Records shown -

==============================

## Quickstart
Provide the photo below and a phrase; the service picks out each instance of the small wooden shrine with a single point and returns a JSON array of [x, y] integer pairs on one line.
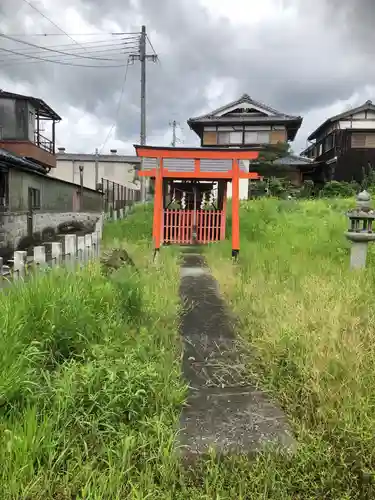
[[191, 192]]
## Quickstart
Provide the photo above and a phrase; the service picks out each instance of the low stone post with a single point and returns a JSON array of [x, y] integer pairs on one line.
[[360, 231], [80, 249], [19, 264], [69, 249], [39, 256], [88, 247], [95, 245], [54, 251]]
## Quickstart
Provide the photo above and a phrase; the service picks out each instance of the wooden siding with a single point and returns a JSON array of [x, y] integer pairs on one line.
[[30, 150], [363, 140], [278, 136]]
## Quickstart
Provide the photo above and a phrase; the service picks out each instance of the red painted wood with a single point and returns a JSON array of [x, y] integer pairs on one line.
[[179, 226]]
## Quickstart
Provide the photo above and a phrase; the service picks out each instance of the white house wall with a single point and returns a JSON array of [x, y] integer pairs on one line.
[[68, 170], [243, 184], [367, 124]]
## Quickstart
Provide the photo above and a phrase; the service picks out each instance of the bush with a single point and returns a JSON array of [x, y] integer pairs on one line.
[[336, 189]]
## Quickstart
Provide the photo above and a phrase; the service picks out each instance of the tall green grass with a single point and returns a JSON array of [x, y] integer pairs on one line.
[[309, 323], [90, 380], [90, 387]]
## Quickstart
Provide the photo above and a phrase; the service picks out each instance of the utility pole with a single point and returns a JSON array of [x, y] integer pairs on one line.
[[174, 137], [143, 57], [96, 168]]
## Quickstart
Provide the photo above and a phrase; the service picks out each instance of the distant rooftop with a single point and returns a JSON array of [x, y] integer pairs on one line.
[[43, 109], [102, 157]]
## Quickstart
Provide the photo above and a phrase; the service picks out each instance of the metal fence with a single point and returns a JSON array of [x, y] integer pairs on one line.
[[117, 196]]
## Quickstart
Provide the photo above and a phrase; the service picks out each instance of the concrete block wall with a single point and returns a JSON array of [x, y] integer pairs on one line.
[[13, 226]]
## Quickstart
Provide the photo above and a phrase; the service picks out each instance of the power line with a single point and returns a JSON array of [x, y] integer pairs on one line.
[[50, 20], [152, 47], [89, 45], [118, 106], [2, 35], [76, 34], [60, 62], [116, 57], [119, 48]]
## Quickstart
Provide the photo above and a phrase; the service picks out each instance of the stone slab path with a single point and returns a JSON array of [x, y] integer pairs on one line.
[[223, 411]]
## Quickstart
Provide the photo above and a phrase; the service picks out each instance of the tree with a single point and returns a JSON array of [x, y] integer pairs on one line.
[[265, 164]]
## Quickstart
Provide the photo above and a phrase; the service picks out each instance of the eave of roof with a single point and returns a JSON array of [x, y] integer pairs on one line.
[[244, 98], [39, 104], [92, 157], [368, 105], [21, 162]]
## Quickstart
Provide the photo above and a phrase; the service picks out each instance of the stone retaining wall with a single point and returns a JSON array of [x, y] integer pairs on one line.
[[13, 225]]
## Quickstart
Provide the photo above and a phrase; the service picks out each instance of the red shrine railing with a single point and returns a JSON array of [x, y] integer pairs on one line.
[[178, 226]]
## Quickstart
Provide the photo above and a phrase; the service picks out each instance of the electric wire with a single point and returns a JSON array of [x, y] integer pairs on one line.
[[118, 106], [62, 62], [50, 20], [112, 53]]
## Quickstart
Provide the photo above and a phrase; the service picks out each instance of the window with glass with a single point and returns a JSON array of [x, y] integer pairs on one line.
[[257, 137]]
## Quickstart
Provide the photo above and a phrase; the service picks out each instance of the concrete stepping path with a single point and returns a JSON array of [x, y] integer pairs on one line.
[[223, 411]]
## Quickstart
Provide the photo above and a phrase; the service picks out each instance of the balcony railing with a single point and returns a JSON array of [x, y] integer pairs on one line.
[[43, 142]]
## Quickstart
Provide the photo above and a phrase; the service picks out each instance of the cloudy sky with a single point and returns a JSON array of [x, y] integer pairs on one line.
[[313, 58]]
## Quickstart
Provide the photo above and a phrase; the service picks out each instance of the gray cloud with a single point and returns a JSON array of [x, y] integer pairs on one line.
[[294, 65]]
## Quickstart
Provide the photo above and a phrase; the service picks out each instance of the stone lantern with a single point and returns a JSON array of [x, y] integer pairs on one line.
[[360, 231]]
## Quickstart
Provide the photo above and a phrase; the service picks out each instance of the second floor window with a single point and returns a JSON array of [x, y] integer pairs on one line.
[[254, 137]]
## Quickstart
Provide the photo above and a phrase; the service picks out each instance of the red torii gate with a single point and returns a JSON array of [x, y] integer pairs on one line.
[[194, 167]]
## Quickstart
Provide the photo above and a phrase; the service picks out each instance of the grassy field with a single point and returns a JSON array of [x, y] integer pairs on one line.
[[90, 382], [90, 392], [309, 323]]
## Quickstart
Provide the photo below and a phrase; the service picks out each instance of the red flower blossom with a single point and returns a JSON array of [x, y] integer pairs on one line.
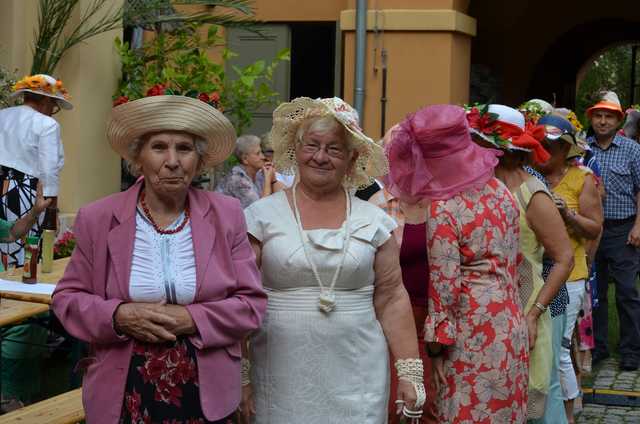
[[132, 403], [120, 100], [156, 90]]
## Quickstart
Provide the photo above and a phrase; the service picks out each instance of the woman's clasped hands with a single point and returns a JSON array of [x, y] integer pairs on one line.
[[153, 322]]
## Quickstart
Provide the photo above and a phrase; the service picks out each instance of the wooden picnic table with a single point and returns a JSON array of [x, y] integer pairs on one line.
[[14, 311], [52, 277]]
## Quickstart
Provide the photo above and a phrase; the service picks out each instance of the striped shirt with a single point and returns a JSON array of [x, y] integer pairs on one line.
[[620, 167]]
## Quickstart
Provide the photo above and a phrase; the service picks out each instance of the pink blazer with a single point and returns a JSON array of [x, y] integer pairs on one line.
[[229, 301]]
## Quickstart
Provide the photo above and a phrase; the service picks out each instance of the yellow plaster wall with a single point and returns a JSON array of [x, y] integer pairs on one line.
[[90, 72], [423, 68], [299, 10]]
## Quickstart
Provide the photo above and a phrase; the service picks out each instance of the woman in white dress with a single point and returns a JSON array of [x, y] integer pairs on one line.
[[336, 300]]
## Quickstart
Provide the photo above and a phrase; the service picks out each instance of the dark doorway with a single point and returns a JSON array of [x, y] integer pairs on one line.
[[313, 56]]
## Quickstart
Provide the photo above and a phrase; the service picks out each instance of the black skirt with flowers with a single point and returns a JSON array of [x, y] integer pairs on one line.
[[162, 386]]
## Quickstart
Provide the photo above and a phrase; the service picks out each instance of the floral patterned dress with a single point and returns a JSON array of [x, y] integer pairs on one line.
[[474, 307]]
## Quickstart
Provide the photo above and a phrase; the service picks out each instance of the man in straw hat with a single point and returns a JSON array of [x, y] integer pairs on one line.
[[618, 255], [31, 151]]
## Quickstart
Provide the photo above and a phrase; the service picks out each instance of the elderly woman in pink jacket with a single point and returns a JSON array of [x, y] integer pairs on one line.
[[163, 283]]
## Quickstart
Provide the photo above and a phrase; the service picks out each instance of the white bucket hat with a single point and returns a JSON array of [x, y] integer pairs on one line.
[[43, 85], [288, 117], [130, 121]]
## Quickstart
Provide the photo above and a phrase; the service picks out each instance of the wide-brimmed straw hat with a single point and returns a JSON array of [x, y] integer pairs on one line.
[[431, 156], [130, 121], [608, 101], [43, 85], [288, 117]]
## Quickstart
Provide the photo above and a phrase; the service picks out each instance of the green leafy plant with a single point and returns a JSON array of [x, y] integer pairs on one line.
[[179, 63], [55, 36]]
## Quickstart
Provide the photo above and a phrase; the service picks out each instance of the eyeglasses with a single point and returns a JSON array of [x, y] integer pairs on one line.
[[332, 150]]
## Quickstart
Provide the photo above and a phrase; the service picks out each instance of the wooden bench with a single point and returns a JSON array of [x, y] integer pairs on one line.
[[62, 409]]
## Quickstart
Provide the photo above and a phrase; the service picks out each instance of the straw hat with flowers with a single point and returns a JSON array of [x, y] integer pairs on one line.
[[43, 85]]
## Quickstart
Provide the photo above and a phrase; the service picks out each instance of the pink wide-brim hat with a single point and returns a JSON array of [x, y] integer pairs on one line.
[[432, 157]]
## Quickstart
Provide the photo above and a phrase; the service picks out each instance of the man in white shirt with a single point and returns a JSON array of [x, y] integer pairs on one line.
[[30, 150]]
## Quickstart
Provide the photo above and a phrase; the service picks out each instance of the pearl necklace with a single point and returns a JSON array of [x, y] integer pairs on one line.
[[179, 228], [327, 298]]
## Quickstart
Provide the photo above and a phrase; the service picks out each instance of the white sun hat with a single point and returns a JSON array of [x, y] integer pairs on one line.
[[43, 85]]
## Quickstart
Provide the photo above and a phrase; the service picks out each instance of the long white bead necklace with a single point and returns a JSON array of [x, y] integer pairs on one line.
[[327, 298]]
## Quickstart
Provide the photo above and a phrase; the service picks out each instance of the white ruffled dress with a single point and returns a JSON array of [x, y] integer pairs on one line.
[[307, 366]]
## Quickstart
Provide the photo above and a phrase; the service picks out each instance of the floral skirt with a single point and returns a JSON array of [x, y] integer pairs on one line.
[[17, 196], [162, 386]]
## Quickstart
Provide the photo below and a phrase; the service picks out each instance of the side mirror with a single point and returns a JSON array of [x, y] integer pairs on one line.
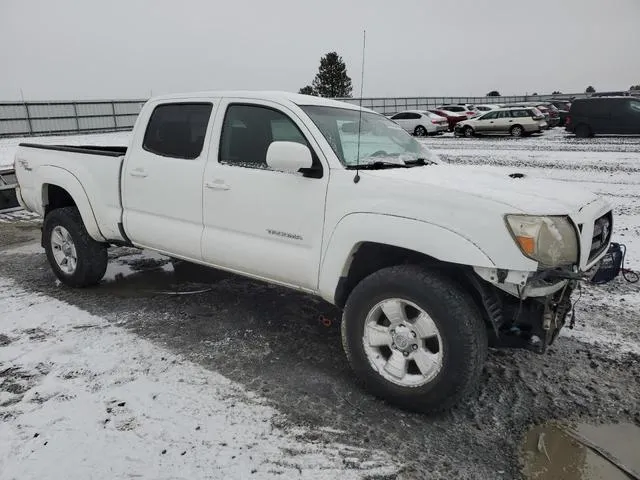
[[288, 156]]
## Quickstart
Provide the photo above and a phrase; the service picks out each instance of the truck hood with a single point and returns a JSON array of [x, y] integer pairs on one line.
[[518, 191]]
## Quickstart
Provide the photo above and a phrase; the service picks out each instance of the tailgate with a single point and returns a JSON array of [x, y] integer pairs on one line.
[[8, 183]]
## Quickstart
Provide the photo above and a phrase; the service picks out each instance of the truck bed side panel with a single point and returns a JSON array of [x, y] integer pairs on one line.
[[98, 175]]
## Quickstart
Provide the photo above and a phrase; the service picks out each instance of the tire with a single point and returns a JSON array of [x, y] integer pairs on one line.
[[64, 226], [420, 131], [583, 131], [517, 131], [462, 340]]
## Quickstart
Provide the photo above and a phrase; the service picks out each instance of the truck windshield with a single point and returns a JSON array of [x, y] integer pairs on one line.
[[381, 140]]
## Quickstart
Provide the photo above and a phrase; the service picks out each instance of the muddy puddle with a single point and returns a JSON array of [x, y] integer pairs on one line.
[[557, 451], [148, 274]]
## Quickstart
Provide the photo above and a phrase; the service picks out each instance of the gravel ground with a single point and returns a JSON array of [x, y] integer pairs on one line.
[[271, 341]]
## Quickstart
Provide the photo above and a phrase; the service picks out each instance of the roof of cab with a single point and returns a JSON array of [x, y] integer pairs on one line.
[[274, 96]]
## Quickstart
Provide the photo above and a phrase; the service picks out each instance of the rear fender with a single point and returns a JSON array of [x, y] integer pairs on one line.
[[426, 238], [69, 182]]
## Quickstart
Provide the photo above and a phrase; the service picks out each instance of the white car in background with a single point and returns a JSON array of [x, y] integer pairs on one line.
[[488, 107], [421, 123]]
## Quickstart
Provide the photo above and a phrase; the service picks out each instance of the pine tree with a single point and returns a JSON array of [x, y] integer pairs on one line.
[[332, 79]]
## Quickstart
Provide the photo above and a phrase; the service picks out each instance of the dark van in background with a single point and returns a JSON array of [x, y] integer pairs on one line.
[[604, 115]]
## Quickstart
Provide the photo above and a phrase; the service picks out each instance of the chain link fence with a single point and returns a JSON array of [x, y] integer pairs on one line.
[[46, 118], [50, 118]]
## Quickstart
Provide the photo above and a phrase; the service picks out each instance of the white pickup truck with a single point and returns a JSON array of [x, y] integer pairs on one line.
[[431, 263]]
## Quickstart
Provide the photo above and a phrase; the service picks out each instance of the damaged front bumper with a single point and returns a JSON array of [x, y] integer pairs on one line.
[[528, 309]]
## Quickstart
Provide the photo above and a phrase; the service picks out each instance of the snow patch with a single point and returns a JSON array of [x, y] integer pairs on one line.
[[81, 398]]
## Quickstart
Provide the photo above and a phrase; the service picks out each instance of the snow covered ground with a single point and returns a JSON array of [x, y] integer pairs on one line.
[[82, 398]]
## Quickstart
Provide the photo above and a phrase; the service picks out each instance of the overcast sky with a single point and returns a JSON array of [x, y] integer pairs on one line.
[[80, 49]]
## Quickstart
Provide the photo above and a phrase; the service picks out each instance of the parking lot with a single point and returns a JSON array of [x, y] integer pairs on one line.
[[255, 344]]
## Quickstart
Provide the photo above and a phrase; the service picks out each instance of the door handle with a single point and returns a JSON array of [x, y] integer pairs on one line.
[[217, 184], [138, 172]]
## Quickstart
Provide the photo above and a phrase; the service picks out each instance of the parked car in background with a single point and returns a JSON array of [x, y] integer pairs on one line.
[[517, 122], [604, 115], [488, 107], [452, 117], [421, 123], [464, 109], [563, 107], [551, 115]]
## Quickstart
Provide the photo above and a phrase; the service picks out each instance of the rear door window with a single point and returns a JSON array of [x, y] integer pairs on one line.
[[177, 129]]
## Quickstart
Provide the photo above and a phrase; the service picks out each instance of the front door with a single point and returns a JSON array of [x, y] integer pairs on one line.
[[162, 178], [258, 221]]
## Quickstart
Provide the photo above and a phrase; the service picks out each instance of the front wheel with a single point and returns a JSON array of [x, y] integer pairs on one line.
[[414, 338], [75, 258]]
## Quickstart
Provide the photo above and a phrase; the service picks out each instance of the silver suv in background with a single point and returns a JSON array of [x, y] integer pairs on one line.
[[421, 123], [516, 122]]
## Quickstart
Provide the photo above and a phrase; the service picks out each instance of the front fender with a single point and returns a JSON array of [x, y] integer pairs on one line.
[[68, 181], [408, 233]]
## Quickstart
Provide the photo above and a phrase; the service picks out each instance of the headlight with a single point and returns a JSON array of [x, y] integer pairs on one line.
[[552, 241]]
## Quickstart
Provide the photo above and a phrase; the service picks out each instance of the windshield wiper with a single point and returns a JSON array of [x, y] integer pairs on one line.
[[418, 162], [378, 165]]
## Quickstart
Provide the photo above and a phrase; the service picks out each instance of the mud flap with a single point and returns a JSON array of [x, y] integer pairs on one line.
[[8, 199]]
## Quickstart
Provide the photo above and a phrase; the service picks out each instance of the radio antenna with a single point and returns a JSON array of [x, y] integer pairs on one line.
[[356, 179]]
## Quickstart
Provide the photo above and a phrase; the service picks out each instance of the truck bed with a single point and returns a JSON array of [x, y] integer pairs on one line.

==============================

What you are asked to do - Reproduce the data above from its first line through the line containing "[[43, 109], [102, 157]]", with both ends included. Leave the pictures out of your copy.

Complete answer -
## Quickstart
Provide the photo below and a phrase; the service picks out each instance of the small wooden shrine with a single point and returns a JSON array of [x, y] integer pairs on one line.
[[191, 192]]
## Quickstart
Provide the photo above and a phrase; the service picks out each instance of the low stone post with a single point and returns a JSON array of [x, y] integer pairs on one line.
[[360, 231], [80, 249], [19, 264], [69, 249], [39, 256], [88, 247], [95, 245], [54, 251]]
## Quickstart
Provide the photo above and a phrase; the service picks out each instance of the wooden siding with a single point and returns a JSON array of [x, y] integer pairs on one line.
[[30, 150], [363, 140], [278, 136]]
## Quickstart
Provide the photo above and a phrase; the service picks out each instance of the red painted wood with a single point and returns a JSON array of [x, y] integer pairs on one line.
[[179, 226]]
## Quickstart
Provide the photo above and a phrase; the service picks out each instance of the white house wall with a single point and returns a JSON array of [x, y] integer pairs on one line.
[[68, 170], [243, 184], [367, 124]]
## Quickstart
Provide the photo above and a phrase; the service picks out each instance of the bush with a single point and returns a JSON array of [x, y] integer pairs on one line.
[[336, 189]]
## Quickstart
Provide the photo above and a phrase; the service picks out each instance of the tall green grass with a single point and returns a JSON array of [x, y] integer pairs on one line.
[[309, 323], [90, 380], [90, 387]]
## Quickstart
Provide the photo above and a phrase; the service picks out each instance of the utility pole with a single point and returns a JSON array of [x, y] integer pairs on one line.
[[174, 137], [143, 57], [96, 168]]
## Quickstart
Provide the photo above and a phrase; the service picks out each instance of the distant rooftop with a single point and returns a JSON array of [x, y] integer pairs on one line.
[[43, 109], [102, 157]]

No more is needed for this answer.